#### [Aim]
Your task is to repeat the listing exactly.

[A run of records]
========

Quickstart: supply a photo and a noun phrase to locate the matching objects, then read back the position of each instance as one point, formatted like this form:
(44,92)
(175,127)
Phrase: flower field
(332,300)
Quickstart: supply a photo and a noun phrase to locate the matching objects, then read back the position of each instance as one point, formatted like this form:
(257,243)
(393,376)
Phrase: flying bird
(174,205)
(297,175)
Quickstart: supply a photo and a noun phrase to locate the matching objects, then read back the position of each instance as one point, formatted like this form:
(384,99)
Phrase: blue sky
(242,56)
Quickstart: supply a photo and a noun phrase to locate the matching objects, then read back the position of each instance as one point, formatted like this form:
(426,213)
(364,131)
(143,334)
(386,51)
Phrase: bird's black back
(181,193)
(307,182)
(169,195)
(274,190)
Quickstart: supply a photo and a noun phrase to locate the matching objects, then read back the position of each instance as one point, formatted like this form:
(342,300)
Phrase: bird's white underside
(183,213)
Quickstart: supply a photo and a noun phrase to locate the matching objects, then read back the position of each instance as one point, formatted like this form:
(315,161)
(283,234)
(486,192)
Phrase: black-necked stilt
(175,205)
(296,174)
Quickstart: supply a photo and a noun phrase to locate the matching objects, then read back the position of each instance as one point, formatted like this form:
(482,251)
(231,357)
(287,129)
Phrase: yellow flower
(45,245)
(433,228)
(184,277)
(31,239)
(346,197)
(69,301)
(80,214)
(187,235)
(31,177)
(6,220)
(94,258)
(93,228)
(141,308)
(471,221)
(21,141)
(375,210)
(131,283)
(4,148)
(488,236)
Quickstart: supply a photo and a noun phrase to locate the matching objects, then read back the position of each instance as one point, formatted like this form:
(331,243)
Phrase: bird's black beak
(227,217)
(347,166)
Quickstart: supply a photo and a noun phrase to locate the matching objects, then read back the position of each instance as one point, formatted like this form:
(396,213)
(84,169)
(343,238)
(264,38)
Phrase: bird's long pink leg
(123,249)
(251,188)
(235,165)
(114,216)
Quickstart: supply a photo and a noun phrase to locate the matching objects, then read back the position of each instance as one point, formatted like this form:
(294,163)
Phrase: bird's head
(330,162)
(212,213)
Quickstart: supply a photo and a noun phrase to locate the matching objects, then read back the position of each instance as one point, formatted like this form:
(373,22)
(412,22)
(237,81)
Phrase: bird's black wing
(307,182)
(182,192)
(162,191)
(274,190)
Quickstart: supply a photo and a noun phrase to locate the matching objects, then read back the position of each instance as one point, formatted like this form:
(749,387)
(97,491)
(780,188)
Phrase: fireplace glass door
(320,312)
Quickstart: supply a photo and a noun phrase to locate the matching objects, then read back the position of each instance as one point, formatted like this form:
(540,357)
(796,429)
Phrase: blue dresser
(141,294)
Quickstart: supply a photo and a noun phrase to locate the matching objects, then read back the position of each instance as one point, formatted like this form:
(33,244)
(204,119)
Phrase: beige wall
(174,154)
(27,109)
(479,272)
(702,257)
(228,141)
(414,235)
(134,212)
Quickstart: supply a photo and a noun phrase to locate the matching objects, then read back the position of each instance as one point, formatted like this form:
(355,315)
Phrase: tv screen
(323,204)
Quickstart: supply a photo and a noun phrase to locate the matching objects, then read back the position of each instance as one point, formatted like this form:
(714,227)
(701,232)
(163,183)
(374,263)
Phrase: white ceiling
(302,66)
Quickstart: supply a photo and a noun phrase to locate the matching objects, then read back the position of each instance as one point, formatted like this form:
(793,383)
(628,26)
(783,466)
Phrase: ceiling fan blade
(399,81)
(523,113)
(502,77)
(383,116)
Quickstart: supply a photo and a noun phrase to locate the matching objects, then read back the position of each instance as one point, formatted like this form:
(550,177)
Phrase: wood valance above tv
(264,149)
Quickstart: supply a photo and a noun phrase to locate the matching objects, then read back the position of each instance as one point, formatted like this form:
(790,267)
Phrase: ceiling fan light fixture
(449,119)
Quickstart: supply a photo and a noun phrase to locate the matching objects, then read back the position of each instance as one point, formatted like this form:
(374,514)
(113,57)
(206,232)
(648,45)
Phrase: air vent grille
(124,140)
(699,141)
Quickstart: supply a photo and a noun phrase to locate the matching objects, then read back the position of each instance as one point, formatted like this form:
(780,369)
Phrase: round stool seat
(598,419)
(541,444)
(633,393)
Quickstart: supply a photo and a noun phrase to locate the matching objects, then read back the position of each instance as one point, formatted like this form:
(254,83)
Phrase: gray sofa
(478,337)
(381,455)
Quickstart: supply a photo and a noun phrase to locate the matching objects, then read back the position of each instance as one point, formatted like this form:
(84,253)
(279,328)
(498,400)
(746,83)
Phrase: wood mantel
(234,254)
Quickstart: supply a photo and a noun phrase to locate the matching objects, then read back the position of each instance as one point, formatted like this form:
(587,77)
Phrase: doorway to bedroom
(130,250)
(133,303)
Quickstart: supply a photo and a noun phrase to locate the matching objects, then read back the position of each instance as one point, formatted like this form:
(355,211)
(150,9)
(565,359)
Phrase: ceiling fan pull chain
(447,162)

========

#### [Output of the task]
Quickstart: supply a photo and a noun phrase to locate the matching objects, then read back the position of each instance as one point, formatted like this form:
(44,92)
(175,127)
Phrase: flower field
(332,300)
Quickstart: supply a photo and a noun phrase to locate the matching objects, then read back the position of each instance as one point, formatted like this form:
(257,243)
(393,376)
Phrase: flying bird
(174,205)
(297,175)
Quickstart: supply a photo and a noun phrase to locate the matching objects, then read back the position of each instance as one point, formatted like this form:
(384,99)
Phrase: blue sky
(242,56)
Quickstart: supply a photo and a noun phrase to locate the matching objects, then read back the position of each instance as one point, formatted like this form:
(426,213)
(364,131)
(143,334)
(386,51)
Phrase: bird's black back
(181,193)
(307,182)
(169,195)
(274,190)
Quickstart: supply a photo and a noun phrase to locate the matching objects, then read back the position of each instance as one point, formatted like this form:
(342,300)
Phrase: bird's white underside
(183,213)
Quickstart: supply a photo and a noun phrase to locate the matching objects, then read back the position of each instance as one point, formatted like this form:
(315,161)
(283,234)
(486,192)
Phrase: black-necked stilt
(175,205)
(296,174)
Quickstart: supply a photo and a noun phrase to locate the matching objects, then read back the position of each instance as one point, formatted like this form:
(482,251)
(231,357)
(287,129)
Phrase: yellow flower
(45,245)
(433,228)
(184,277)
(31,239)
(346,197)
(69,301)
(80,214)
(187,235)
(31,177)
(6,220)
(94,258)
(93,228)
(141,308)
(471,221)
(21,141)
(375,210)
(131,283)
(4,148)
(488,236)
Quickstart: supply a photo and a noun phrase to locate the matching objects, then read back the position of each instance as one point, formatted like this form:
(331,243)
Phrase: bird's black beak
(227,217)
(347,166)
Quickstart: supply a photo and a noun phrase to locate the matching objects, then read back the position of each instance as one point, formatted like this form:
(396,213)
(84,169)
(343,238)
(264,38)
Phrase: bird's long pink leg
(123,249)
(251,188)
(235,165)
(114,216)
Quickstart: supply a photo and a noun phrase to locate the matching objects, then read back the position of each instance as one point, formatted like this form:
(294,163)
Phrase: bird's head
(330,162)
(212,213)
Quickstart: supply a photo and a noun phrase to locate the matching objects, then read back the position of each instance as one point, formatted like this form:
(373,22)
(412,22)
(237,81)
Phrase: bird's black wing
(307,182)
(182,192)
(162,191)
(274,190)
Quickstart: supply a photo and a noun phrase to locate the matching objects, then read back the position of each instance as one point, formatted like this form:
(749,387)
(97,491)
(780,188)
Phrase: fireplace glass door
(320,312)
Quickstart: supply a photo and a noun phrase to locate the matching objects, then read back the position of each instance as one point, formatted like this form:
(540,357)
(796,429)
Phrase: blue dresser
(141,294)
Quickstart: supply a photo and a noun phrase to locate the matching objects, then read back the position of each instance as one point, formatted like this form:
(33,244)
(204,119)
Phrase: beige wall
(174,154)
(27,109)
(479,272)
(702,257)
(228,141)
(414,235)
(134,212)
Quickstart: supply a photo and a noun phrase to locate the matching objects, then read back the position of each instance as one point, formatted like this form:
(355,315)
Phrase: tv screen
(323,204)
Quickstart: supply a photo and a noun phrase to locate the matching objects, then read back the position of each instance as one point, formatted like this form:
(714,227)
(701,232)
(163,183)
(374,263)
Phrase: white ceiling
(302,66)
Quickstart: supply a photo and a noun phrase to locate the matching objects, then read back the position of each instance as one point, formatted like this form:
(793,383)
(628,26)
(783,466)
Phrase: ceiling fan blade
(399,81)
(523,113)
(502,77)
(383,116)
Quickstart: supply a photo and a noun phrase to locate the matching objects, then read back the position of each instance as one point, formatted like this form:
(550,177)
Phrase: wood valance above tv
(264,149)
Quickstart: supply a photo and a noun phrase to locate the matching objects, then read back the position of each instance as one point, formatted like this form:
(790,267)
Phrase: ceiling fan light fixture
(449,119)
Quickstart: supply a photo and a noun phrase to locate the matching objects, then read back the position of each instance as one point, formatted like this form:
(374,514)
(113,57)
(206,232)
(648,45)
Phrase: air vent grille
(124,140)
(699,141)
Quickstart: supply a photo and a noun phrase to locate the matching objects, then read back the position of each instance as one point, formatted like this form:
(780,369)
Phrase: round stool seat
(598,419)
(541,444)
(633,393)
Quickstart: supply a photo and a noun phrase to locate the matching objects, then read back the position of each instance as one point, formatted like this form:
(254,83)
Phrase: gray sofa
(478,337)
(381,455)
Quickstart: supply a photo and a noun phrase to locate the matching objects, then read back the position of each instance as one point, formatted like this form:
(84,253)
(279,328)
(498,400)
(746,83)
Phrase: wood mantel
(234,254)
Quickstart: supply a photo and a noun phrase to locate the matching objects, then read back the position of each instance as one point, formatted like this form:
(587,77)
Phrase: doorway to bedroom
(130,250)
(133,303)
Quickstart: supply a photo and a noun phrase to locate the matching objects, then read back the position of each instance as one point, formatted like this form:
(355,211)
(150,9)
(565,359)
Phrase: ceiling fan pull chain
(447,162)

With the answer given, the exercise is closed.